Objective 1. In the CQL filtering passage, replace "king" with "queen" and write out the text from "To run the query, use" up to and including "what LIMIT is.".
Objective 2. Extend the CQL filtering passage with a continuation that picks up after its last sentence.

To run the query, use the ALLOW FILTERING clause. Imposing a limit using the LIMIT n clause is recommended to reduce memory used. For example:

Select * FROM ruling_stewards
  WHERE king = 'none'
  AND reign_start >= 1500
  AND reign_start < 3000 LIMIT 10 ALLOW FILTERING;

Critically, LIMIT doesn't protect you from the worst liabilities. For instance, what if there are no entries with no king? Then you have to scan the entire list no matter what LIMIT is.

ALLOW FILTERING will probably become less strict as we collect more statistics on our data. For example, if we knew that 90% of entries have no king we would know that finding 10 such entries should be relatively inexpensive.

Using the IN filter condition

Use IN, an equals condition operator, in the WHERE clause to specify multiple possible values for a column. For example, select two columns, first_name and last_name, from three rows having employee ids (primary key) 105, 107, or 104:

SELECT first_name, last_name FROM emp WHERE empID IN (105, 107, 104);

Format values for the IN conditional test as a comma-separated list. The list can consist of a range of column values.

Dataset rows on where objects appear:

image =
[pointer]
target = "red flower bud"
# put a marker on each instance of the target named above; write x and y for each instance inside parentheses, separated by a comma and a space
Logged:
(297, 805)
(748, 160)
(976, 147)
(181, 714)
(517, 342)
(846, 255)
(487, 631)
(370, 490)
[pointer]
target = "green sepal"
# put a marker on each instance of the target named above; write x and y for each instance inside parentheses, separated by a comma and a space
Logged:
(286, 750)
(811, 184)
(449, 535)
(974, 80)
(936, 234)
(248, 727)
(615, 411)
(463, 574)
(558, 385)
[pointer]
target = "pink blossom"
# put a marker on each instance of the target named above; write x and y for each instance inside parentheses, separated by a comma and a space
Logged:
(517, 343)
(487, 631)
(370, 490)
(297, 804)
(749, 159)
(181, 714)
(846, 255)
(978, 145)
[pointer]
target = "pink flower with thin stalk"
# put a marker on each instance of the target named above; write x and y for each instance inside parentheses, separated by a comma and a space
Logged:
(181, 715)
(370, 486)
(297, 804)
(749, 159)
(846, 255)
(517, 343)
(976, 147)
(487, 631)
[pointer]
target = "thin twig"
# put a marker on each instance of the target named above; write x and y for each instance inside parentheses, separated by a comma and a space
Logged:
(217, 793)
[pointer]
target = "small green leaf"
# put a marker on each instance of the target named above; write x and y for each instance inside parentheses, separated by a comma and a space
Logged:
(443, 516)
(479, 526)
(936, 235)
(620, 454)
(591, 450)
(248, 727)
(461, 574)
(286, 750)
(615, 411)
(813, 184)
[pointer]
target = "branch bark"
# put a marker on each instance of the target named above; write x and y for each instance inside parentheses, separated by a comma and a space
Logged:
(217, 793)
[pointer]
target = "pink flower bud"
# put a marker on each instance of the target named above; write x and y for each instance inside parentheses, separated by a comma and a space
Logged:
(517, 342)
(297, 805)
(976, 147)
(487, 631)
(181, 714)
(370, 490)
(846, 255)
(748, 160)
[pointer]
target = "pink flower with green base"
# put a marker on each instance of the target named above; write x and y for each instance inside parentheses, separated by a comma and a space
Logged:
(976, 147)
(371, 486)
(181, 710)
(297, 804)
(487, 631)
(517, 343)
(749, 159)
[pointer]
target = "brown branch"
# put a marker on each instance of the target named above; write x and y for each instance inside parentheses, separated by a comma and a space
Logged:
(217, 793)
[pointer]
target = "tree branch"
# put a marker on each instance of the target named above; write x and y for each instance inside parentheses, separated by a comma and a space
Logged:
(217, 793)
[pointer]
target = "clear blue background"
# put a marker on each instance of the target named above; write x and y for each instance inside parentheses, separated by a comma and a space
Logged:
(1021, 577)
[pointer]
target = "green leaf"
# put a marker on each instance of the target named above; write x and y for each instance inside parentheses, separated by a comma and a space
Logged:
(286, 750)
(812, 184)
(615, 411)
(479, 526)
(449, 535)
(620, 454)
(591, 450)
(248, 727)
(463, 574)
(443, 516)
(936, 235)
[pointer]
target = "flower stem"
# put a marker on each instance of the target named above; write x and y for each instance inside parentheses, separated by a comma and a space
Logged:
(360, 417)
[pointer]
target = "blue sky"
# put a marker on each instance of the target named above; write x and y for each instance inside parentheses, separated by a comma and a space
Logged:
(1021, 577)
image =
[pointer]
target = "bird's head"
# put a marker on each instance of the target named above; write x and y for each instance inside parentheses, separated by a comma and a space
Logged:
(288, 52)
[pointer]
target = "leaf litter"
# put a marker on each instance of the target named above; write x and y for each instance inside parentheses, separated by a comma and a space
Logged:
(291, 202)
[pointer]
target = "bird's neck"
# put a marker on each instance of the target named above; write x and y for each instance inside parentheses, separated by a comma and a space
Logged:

Expected output 1.
To run the query, use the ALLOW FILTERING clause. Imposing a limit using the LIMIT n clause is recommended to reduce memory used. For example:

Select * FROM ruling_stewards
  WHERE queen = 'none'
  AND reign_start >= 1500
  AND reign_start < 3000 LIMIT 10 ALLOW FILTERING;

Critically, LIMIT doesn't protect you from the worst liabilities. For instance, what if there are no entries with no queen? Then you have to scan the entire list no matter what LIMIT is.

Expected output 2.
Using IN to filter on a compound or composite primary key

The IN condition is recommended on the last column of the partition key only if you query all preceding columns of key for equality. For example:
CREATE TABLE parts (part_type text, part_name text, part_num int, part_year text, serial_num text, PRIMARY KEY ((part_type, part_name), part_num, part_year));

SELECT * FROM parts WHERE part_type='alloy' AND part_name='hubcap' AND part_num=1249 AND part_year IN ('2010', '2015');
The IN condition will not work on any clustering column except the last one. The following query will not work, since part_year is the final clustering column, not part_num:
SELECT * FROM parts WHERE part_type='alloy' AND part_name='hubcap' AND part_num IN (1249, 3456);
You can omit the equality test for clustering columns other than the last when using IN, but such a query might involve data filtering and thus may have unpredictable performance. Such a query requires use of ALLOW FILTERING. For example:
SELECT * FROM parts WHERE part_num=123456 AND part_year IN ('2010', '2015') ALLOW FILTERING;

CQL supports an empty list of values in the IN clause, useful in Java Driver applications when passing empty arrays as arguments for the IN clause.

When not to use IN

The recommendations about when not to use an index apply to using IN in the WHERE clause. Under most conditions, using IN in the WHERE clause is not recommended. Using IN can degrade performance because usually many nodes must be queried. For example, in a single, local data center cluster with 30 nodes, a replication factor of 3, and a consistency level of LOCAL_QUORUM, a single key query goes out to two nodes, but if the query uses the IN condition, the number of nodes being queried are most likely even higher, up to 20 nodes depending on where the keys fall in the token range.

Comparing clustering columns

You can group the partition key and clustering columns and compare the tuple to values for slicing over rows in a partition. For example:
SELECT * FROM ruling_stewards WHERE (steward_name, king) = ('Boromir', 'Brego');

The syntax used in the WHERE clause compares records of steward_name and king as a tuple against the Boromir, Brego tuple.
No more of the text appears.